───── Supplied records

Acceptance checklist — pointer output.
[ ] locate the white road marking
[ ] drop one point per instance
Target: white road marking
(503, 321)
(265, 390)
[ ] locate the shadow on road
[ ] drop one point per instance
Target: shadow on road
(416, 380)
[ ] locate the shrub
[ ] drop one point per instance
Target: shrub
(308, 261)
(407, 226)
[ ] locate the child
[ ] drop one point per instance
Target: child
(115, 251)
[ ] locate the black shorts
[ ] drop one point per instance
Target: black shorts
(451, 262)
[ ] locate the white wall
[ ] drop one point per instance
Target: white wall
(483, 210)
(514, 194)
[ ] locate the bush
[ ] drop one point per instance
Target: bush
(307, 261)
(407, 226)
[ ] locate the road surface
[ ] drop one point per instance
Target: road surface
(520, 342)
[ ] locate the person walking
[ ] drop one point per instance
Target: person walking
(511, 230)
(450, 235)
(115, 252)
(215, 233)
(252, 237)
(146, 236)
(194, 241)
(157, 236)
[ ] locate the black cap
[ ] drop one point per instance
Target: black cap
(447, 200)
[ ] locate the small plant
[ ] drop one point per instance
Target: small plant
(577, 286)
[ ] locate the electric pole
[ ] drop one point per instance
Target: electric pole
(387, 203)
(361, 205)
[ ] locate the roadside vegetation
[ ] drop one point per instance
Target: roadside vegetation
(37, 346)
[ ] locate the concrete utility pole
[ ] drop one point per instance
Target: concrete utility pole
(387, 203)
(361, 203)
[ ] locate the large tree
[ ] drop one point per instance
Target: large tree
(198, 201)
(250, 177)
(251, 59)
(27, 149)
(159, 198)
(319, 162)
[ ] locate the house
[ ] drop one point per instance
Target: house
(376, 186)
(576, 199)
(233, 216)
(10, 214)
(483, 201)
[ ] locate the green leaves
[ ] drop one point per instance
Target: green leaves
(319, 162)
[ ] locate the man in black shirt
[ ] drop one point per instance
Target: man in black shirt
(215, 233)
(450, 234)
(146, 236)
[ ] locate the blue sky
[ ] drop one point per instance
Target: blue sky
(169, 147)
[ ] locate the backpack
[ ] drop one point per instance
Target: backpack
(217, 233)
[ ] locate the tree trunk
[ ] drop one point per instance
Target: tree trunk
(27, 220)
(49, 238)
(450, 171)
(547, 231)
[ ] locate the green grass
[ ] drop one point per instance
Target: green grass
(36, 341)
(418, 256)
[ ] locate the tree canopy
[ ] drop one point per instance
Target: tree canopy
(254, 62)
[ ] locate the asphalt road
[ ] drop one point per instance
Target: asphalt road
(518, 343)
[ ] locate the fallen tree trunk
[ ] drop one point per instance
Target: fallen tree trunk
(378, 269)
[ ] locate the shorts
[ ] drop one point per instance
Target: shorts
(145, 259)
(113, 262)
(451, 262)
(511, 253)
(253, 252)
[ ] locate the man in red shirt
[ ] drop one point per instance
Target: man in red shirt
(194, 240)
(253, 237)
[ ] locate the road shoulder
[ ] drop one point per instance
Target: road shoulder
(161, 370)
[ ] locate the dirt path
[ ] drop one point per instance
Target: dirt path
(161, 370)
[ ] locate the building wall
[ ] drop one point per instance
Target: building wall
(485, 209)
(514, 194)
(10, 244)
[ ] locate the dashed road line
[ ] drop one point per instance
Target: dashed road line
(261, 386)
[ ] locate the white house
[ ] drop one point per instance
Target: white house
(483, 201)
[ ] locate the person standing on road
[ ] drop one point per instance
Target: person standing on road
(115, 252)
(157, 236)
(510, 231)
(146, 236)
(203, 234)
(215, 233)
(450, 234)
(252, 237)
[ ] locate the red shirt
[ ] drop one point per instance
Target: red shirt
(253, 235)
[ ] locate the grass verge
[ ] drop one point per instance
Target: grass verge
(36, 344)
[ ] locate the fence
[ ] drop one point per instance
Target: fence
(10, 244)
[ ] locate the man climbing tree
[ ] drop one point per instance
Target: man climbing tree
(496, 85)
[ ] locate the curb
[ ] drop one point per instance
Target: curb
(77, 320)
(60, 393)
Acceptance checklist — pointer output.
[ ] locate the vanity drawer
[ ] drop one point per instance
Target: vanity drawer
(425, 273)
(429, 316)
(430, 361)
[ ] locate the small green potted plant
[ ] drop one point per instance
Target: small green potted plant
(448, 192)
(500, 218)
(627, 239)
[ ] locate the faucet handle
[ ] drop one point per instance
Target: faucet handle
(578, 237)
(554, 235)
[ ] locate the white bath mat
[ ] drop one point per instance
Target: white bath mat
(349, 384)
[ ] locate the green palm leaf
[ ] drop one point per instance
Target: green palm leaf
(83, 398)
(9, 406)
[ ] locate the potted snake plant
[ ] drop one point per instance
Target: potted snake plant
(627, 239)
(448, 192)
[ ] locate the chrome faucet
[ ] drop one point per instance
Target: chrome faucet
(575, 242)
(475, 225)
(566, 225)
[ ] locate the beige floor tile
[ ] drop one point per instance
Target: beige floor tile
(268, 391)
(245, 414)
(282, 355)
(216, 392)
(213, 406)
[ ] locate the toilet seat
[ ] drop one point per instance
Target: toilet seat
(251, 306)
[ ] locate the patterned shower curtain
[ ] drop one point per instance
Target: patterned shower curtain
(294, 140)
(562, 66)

──────────

Nothing in the records may be left out; reproduce them exactly.

Output for this exercise>
Acceptance checklist — pointer output.
[ ] locate the white road marking
[ ] drop one point per instance
Target: white road marking
(503, 321)
(265, 390)
[ ] locate the shadow on road
[ ] drop one point per instance
Target: shadow on road
(416, 380)
[ ] locate the shrub
[ ] drop one point per instance
Target: shrub
(308, 261)
(407, 226)
[ ] locate the child
[ ] drop one point per instance
Target: child
(115, 251)
[ ] locate the black shorts
[ ] drop one point per instance
Target: black shorts
(451, 262)
[ ] locate the white wall
[ ] drop one point per instance
Target: white wall
(483, 210)
(514, 194)
[ ] locate the bush
[ ] drop one point per instance
Target: bush
(307, 261)
(407, 226)
[ ] locate the road surface
[ ] drop one point per instance
Target: road surface
(520, 342)
[ ] locate the person walking
[ ] drop one point per instance
Target: person walking
(511, 230)
(450, 235)
(115, 252)
(215, 233)
(252, 237)
(146, 236)
(194, 241)
(157, 236)
[ ] locate the black cap
[ ] drop one point per instance
Target: black cap
(447, 200)
[ ] locate the small plant
[ ] drop one point per instance
Target: small plant
(577, 286)
[ ] locate the electric pole
[ ] drop one point per instance
Target: electric pole
(387, 203)
(361, 205)
[ ] locate the roadside vegetation
[ ] drop one point per instance
Target: roadside vegetation
(37, 346)
[ ] locate the concrete utility pole
[ ] drop one point per instance
Target: concrete utility pole
(387, 203)
(361, 203)
[ ] locate the large tree
[ ] drop one point per instance
Target: large tree
(198, 201)
(250, 177)
(251, 59)
(27, 149)
(159, 198)
(319, 162)
[ ] locate the house
[ ] drop one point per instance
Target: house
(376, 186)
(576, 199)
(233, 216)
(10, 214)
(483, 201)
[ ] locate the green leaves
[ ] drop one point per instance
Target: green leaves
(319, 162)
[ ] locate the man in black shirt
[ ] drop one point per instance
Target: man in black shirt
(215, 233)
(450, 234)
(146, 236)
[ ] locate the blue sky
[ ] drop one point per instance
Target: blue sky
(169, 147)
[ ] locate the backpack
[ ] drop one point per instance
Target: backpack
(217, 233)
[ ] locate the tree trunk
[ ] drop one point per instance
Target: tree trunk
(27, 220)
(49, 238)
(450, 171)
(547, 231)
[ ] locate the green grass
[ ] drop one point per instance
Target: green grass
(36, 341)
(418, 256)
[ ] locate the tree canopy
[ ] drop one point per instance
Target: tree canopy
(254, 62)
[ ] locate the asphalt road
[ ] drop one point per instance
Target: asphalt road
(518, 343)
[ ] locate the fallen tree trunk
[ ] drop one point per instance
Target: fallen tree trunk
(378, 269)
[ ] locate the shorts
[ ] drop one point per instance
Target: shorts
(145, 259)
(113, 262)
(451, 262)
(511, 253)
(253, 252)
[ ] locate the man in red shirt
[ ] drop one point per instance
Target: man in red shirt
(194, 240)
(253, 237)
[ ] locate the road shoulder
[ ] drop one point per instance
Target: road shoulder
(161, 370)
[ ] locate the dirt path
[ ] drop one point per instance
Target: dirt path
(161, 370)
[ ] locate the building wall
[ ] drop one point per instance
Target: building wall
(485, 209)
(514, 194)
(10, 244)
[ ] locate the dashed road line
[ ] drop one point per instance
Target: dashed road line
(261, 386)
[ ] locate the white house
[ ] drop one point per instance
Target: white house
(483, 201)
[ ] locate the person standing on road
[ ] drop one point per instance
Target: person standing on road
(115, 252)
(157, 236)
(510, 231)
(146, 236)
(203, 234)
(215, 233)
(450, 234)
(252, 237)
[ ] locate the red shirt
[ ] drop one point per instance
Target: red shirt
(253, 235)
[ ] locate the grass verge
[ ] drop one point per instance
Target: grass verge
(36, 344)
[ ] locate the fence
[ ] drop one point per instance
Target: fence
(10, 244)
[ ] locate the man climbing tree
[ ] drop one point per instance
Target: man climbing tree
(496, 85)
[ ] locate the curb
[ ] drop one point per instance
Target: curb
(77, 320)
(60, 393)
Acceptance checklist — pointer output.
[ ] locate the vanity drawer
[ ] drop one point per instance
Target: vanity drawer
(425, 273)
(429, 316)
(430, 361)
[ ] locate the small green potted plant
[ ] drop one point per instance
Target: small green potted plant
(448, 192)
(500, 218)
(627, 239)
[ ] locate the faucet handle
[ ] drop one point per instance
Target: faucet handle
(578, 237)
(554, 235)
[ ] locate the white bath mat
[ ] drop one point per instance
Target: white bath mat
(349, 384)
[ ] locate the green palm leaf
[ ] drop one point per instance
Target: green palm leaf
(83, 398)
(9, 406)
[ ] locate the potted snake plant
[ ] drop one point per instance
Target: potted snake plant
(627, 239)
(448, 192)
[ ] locate the chrome faucet
[ ] drop one point per instance
Target: chrome faucet
(575, 242)
(475, 225)
(566, 225)
[ ] locate the beige floor tile
[ ] drop one point per instance
Target: beige floor tile
(268, 391)
(245, 414)
(282, 355)
(216, 392)
(213, 406)
[ ] locate the toilet seat
[ ] drop one point per instance
Target: toilet seat
(251, 306)
[ ] locate the patterned shower curtain
[ ] drop one point per instance
Target: patterned shower curtain
(294, 140)
(562, 66)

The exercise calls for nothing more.